◆ The task: Duplicate, word for word, the part of the post on insurance with investment starting with "Check very very" and going on through "after 12 years.".

◆ Passage for review:
##############################

During the few hours conversation, he was very eagerly introducing me one of the new insurance product, it is kind of insurance with investment. Initially, I'm really interested when he keep on mentioning:

"Your monthly insurance premium needs to pay for the first twelve years only, then you need not to pay anything after twelve years but your son will still enjoy the benefit of this policy until age 100."



"At the age 20, your son can get a lump sum amount of RM138,885, this can be use as an education fee"

"Other than that, your son will also receive an amount of RM13,600 yearly and he will continue receiving this amount of money till age 100"

Sounds good, right?

.................
Read more: http://www.coolcoolbird.blogspot.com/#ixzz0a23IwSNb


http://coolcoolbird.blogspot.com/2009/12/insurance-with-investment-is-it-worth.html

Check very very carefully on the terms & conditions on the way they calculate to arrive to Rm138XXXX something and also no need to pay after 12 years.

##############################

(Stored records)
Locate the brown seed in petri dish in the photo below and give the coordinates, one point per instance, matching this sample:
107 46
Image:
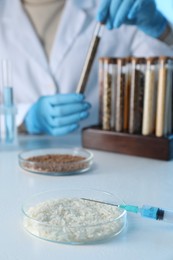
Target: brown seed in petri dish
56 163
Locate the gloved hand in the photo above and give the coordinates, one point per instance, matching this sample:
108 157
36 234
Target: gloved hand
142 13
56 115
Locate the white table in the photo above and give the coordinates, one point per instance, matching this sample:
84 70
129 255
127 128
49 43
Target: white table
136 180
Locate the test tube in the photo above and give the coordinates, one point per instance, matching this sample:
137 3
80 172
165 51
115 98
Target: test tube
8 108
168 97
119 97
148 124
127 94
136 95
107 95
90 58
161 95
101 89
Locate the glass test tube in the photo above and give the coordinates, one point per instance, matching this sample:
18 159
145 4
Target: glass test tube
107 95
136 95
101 89
8 108
90 58
113 91
119 101
161 95
168 97
148 123
127 94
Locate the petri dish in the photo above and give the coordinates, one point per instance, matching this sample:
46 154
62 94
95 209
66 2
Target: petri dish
56 161
75 216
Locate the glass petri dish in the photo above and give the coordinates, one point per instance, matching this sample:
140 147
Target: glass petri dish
56 161
76 216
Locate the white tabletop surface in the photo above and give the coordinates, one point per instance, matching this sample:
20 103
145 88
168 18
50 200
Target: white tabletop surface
136 180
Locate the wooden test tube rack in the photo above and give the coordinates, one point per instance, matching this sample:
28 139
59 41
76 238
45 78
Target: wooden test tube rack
143 126
160 148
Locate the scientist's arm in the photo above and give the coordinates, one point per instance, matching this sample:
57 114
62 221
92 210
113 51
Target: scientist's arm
142 13
56 115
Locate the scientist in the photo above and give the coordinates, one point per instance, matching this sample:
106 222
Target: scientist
47 42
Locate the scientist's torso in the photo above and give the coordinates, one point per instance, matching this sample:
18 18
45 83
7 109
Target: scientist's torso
35 75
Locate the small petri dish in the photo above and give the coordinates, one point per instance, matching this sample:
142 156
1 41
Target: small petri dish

##############################

◆ Response below:
Check very very carefully on the terms & conditions on the way they calculate to arrive to Rm138XXXX something and also no need to pay after 12 years.